Description of the task.
Hand back the entries below exactly.

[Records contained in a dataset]
◇ ◇ ◇ ◇ ◇

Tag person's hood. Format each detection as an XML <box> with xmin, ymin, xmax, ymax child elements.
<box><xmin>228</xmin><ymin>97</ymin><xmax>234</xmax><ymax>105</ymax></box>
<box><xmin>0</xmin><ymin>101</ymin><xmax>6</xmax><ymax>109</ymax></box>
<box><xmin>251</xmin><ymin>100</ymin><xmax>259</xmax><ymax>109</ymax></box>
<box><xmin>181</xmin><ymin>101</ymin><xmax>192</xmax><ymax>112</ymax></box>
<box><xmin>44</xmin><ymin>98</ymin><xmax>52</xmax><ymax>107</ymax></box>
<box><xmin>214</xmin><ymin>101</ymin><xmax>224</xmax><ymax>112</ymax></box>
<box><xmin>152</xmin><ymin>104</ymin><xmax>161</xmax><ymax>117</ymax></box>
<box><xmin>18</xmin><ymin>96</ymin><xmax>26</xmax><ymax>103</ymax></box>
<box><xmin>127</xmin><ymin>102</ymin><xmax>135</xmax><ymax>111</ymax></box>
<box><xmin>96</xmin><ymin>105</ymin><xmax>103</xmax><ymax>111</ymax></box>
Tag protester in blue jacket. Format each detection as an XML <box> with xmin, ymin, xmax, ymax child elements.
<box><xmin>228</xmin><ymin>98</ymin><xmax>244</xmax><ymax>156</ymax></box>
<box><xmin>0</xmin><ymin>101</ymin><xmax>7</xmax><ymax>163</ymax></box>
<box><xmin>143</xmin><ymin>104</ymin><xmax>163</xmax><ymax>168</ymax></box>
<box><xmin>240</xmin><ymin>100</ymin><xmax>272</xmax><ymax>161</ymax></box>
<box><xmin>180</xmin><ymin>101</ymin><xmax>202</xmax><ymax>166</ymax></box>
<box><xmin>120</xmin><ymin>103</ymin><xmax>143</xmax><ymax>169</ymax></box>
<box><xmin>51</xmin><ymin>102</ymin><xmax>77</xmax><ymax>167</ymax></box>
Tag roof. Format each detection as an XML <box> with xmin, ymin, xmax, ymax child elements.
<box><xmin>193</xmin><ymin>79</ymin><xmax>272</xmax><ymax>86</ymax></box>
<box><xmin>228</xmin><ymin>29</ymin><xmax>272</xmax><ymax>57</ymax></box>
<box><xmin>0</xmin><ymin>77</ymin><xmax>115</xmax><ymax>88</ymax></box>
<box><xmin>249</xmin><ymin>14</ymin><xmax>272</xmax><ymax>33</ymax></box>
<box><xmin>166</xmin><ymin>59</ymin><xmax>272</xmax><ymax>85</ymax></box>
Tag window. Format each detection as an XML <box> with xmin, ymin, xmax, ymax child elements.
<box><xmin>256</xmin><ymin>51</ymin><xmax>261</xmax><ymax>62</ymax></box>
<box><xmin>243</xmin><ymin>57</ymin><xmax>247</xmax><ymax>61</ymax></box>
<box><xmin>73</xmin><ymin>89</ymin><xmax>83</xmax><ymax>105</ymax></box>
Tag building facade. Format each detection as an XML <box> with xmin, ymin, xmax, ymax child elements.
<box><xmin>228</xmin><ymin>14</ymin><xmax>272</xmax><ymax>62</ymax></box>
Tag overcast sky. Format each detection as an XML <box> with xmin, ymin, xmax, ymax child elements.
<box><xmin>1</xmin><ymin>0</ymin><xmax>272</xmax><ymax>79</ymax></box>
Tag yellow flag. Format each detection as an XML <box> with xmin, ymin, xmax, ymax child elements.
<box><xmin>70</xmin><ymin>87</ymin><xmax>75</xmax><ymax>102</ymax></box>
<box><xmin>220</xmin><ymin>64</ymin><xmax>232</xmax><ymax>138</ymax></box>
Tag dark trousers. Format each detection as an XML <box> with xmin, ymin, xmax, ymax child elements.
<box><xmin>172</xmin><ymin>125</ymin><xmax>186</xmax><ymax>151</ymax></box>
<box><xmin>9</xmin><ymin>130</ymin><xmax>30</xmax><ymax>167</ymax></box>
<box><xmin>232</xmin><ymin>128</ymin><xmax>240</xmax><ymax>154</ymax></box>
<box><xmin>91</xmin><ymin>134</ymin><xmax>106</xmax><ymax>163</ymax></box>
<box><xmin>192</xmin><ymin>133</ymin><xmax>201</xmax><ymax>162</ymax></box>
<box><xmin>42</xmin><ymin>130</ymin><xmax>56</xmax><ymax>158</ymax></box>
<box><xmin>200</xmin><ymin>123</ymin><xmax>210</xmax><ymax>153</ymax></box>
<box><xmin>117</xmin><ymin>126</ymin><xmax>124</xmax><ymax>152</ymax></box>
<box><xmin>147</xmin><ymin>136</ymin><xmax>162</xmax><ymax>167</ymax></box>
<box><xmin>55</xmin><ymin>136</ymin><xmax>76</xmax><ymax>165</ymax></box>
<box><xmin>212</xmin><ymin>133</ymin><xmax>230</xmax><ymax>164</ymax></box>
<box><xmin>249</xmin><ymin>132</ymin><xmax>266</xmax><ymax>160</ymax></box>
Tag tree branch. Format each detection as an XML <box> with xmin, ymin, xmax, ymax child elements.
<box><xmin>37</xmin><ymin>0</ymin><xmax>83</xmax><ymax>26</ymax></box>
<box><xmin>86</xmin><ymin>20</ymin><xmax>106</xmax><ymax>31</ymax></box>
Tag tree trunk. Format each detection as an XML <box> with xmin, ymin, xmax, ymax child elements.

◇ ◇ ◇ ◇ ◇

Reply.
Tag person's hood. Format each detection as an XML <box> with xmin, ymin, xmax, ymax child elements.
<box><xmin>228</xmin><ymin>97</ymin><xmax>234</xmax><ymax>105</ymax></box>
<box><xmin>0</xmin><ymin>101</ymin><xmax>6</xmax><ymax>109</ymax></box>
<box><xmin>251</xmin><ymin>100</ymin><xmax>259</xmax><ymax>109</ymax></box>
<box><xmin>181</xmin><ymin>101</ymin><xmax>192</xmax><ymax>112</ymax></box>
<box><xmin>44</xmin><ymin>98</ymin><xmax>52</xmax><ymax>107</ymax></box>
<box><xmin>214</xmin><ymin>101</ymin><xmax>224</xmax><ymax>112</ymax></box>
<box><xmin>152</xmin><ymin>104</ymin><xmax>161</xmax><ymax>117</ymax></box>
<box><xmin>18</xmin><ymin>96</ymin><xmax>26</xmax><ymax>103</ymax></box>
<box><xmin>127</xmin><ymin>102</ymin><xmax>135</xmax><ymax>111</ymax></box>
<box><xmin>96</xmin><ymin>105</ymin><xmax>103</xmax><ymax>111</ymax></box>
Tag protester in blue jacket. Format each detection as an XML <box> with xmin, ymin, xmax, ymax child elements.
<box><xmin>228</xmin><ymin>98</ymin><xmax>244</xmax><ymax>156</ymax></box>
<box><xmin>0</xmin><ymin>101</ymin><xmax>7</xmax><ymax>163</ymax></box>
<box><xmin>143</xmin><ymin>104</ymin><xmax>163</xmax><ymax>168</ymax></box>
<box><xmin>240</xmin><ymin>100</ymin><xmax>272</xmax><ymax>161</ymax></box>
<box><xmin>180</xmin><ymin>101</ymin><xmax>202</xmax><ymax>166</ymax></box>
<box><xmin>120</xmin><ymin>103</ymin><xmax>143</xmax><ymax>169</ymax></box>
<box><xmin>51</xmin><ymin>102</ymin><xmax>77</xmax><ymax>167</ymax></box>
Tag roof. Format each detection as an XML <box> with xmin, ymin, xmax, ymax child elements.
<box><xmin>193</xmin><ymin>79</ymin><xmax>272</xmax><ymax>86</ymax></box>
<box><xmin>228</xmin><ymin>29</ymin><xmax>272</xmax><ymax>57</ymax></box>
<box><xmin>0</xmin><ymin>77</ymin><xmax>115</xmax><ymax>88</ymax></box>
<box><xmin>249</xmin><ymin>14</ymin><xmax>272</xmax><ymax>33</ymax></box>
<box><xmin>166</xmin><ymin>59</ymin><xmax>272</xmax><ymax>85</ymax></box>
Tag window. Format each detection as an XML <box> with xmin, ymin, xmax, ymax child elements.
<box><xmin>256</xmin><ymin>51</ymin><xmax>261</xmax><ymax>62</ymax></box>
<box><xmin>243</xmin><ymin>57</ymin><xmax>247</xmax><ymax>61</ymax></box>
<box><xmin>73</xmin><ymin>89</ymin><xmax>83</xmax><ymax>105</ymax></box>
Tag building facade. Format each detection as an XML <box> with xmin, ymin, xmax, ymax child elements.
<box><xmin>228</xmin><ymin>14</ymin><xmax>272</xmax><ymax>62</ymax></box>
Tag overcast sky. Format each detection as an XML <box> with xmin, ymin, xmax, ymax child elements.
<box><xmin>1</xmin><ymin>0</ymin><xmax>272</xmax><ymax>79</ymax></box>
Tag yellow flag. Format each detection as an XML <box> with xmin, ymin, xmax, ymax child elements.
<box><xmin>70</xmin><ymin>87</ymin><xmax>75</xmax><ymax>102</ymax></box>
<box><xmin>220</xmin><ymin>64</ymin><xmax>232</xmax><ymax>138</ymax></box>
Tag dark trousers. Format each detection as an XML <box> with xmin, ymin, xmax, ymax child elements.
<box><xmin>172</xmin><ymin>125</ymin><xmax>186</xmax><ymax>151</ymax></box>
<box><xmin>9</xmin><ymin>130</ymin><xmax>30</xmax><ymax>167</ymax></box>
<box><xmin>232</xmin><ymin>128</ymin><xmax>240</xmax><ymax>154</ymax></box>
<box><xmin>91</xmin><ymin>134</ymin><xmax>106</xmax><ymax>163</ymax></box>
<box><xmin>192</xmin><ymin>133</ymin><xmax>201</xmax><ymax>162</ymax></box>
<box><xmin>42</xmin><ymin>130</ymin><xmax>56</xmax><ymax>158</ymax></box>
<box><xmin>200</xmin><ymin>123</ymin><xmax>210</xmax><ymax>153</ymax></box>
<box><xmin>117</xmin><ymin>126</ymin><xmax>124</xmax><ymax>152</ymax></box>
<box><xmin>147</xmin><ymin>136</ymin><xmax>162</xmax><ymax>167</ymax></box>
<box><xmin>55</xmin><ymin>136</ymin><xmax>76</xmax><ymax>165</ymax></box>
<box><xmin>212</xmin><ymin>133</ymin><xmax>230</xmax><ymax>164</ymax></box>
<box><xmin>249</xmin><ymin>132</ymin><xmax>266</xmax><ymax>160</ymax></box>
Tag tree branch. Format each detection as an XML <box> with xmin, ymin, xmax, ymax child elements.
<box><xmin>37</xmin><ymin>0</ymin><xmax>83</xmax><ymax>26</ymax></box>
<box><xmin>86</xmin><ymin>20</ymin><xmax>106</xmax><ymax>31</ymax></box>
Tag tree trunk. Format each detection as an XML <box> with xmin, ymin, xmax, ymax child elements.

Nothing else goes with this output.